#### Given data ####

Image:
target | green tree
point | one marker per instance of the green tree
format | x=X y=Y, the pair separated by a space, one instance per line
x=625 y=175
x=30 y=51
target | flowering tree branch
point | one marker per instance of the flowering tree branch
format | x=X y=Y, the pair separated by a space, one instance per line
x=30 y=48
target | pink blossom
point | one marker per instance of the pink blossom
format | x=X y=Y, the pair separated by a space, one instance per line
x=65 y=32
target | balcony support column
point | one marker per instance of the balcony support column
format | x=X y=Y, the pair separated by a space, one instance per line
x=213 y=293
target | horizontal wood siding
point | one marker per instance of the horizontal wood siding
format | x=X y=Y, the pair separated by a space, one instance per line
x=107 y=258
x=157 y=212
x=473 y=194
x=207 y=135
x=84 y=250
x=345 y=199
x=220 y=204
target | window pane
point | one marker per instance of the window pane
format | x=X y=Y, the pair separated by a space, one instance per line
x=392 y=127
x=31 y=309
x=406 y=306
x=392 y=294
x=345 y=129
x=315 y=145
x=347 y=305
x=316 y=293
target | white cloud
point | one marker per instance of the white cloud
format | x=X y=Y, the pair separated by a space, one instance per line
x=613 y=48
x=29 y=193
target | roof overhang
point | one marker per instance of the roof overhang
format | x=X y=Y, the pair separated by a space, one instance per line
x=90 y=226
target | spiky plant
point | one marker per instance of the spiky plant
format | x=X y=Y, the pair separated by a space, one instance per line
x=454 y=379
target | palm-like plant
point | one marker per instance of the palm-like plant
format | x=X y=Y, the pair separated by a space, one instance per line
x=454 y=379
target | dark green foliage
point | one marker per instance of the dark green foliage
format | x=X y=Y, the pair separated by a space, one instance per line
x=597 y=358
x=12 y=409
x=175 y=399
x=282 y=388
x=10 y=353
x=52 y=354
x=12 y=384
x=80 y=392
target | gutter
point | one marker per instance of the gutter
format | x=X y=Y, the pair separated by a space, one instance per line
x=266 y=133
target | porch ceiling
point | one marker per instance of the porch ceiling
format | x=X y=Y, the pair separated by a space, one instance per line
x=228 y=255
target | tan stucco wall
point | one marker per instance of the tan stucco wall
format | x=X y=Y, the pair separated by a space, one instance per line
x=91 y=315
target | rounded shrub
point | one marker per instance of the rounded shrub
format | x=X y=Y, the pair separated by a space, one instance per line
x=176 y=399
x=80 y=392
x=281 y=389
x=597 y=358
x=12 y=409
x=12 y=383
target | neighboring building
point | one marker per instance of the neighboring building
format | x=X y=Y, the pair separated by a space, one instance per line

####
#### Given data ####

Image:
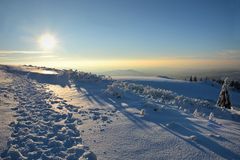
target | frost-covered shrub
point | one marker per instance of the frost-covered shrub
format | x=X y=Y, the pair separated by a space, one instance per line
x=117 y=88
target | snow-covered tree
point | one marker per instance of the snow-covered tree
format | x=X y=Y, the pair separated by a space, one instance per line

####
#### Given data ####

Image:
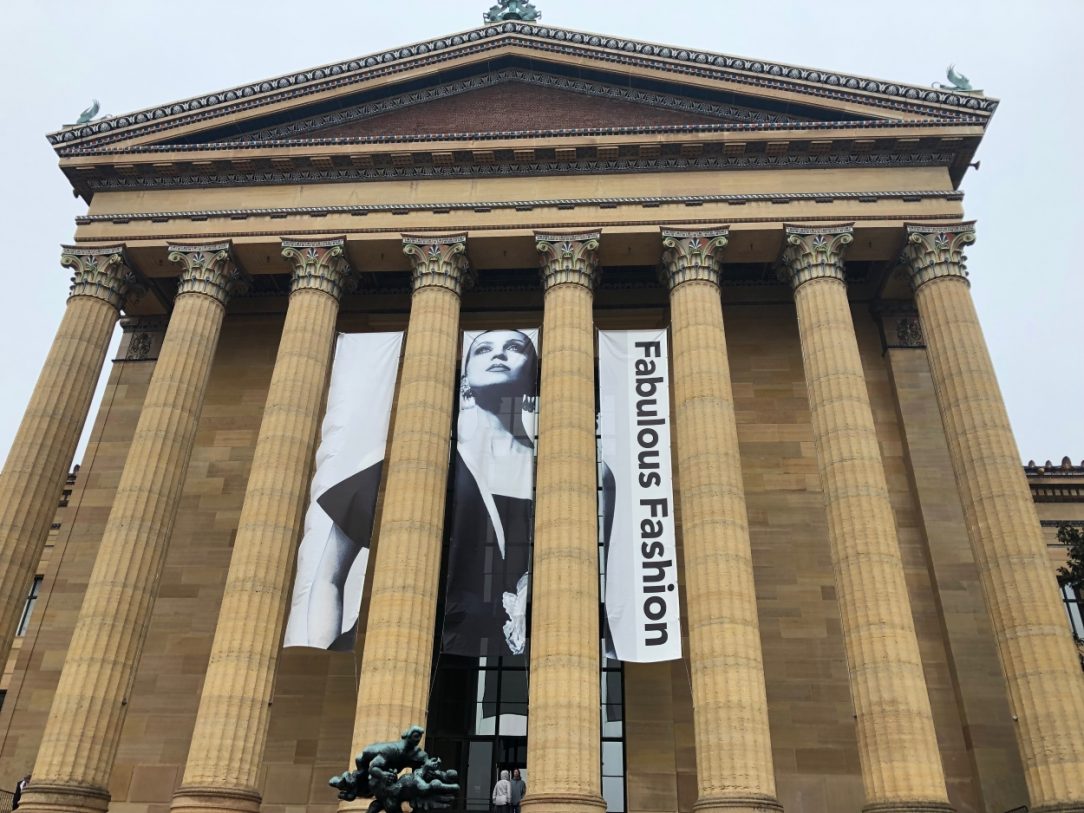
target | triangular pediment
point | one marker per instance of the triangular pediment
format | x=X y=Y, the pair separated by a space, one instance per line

####

* _Activity_
Among the lines above, return those that contain the string "tree".

* _Answer space_
target | green tree
point | one marker per instance of the green tree
target | flowering tree branch
point | one marker per instance of the flowering tree branch
target | snow-covered tree
point | one marker per instance of the snow-covered tree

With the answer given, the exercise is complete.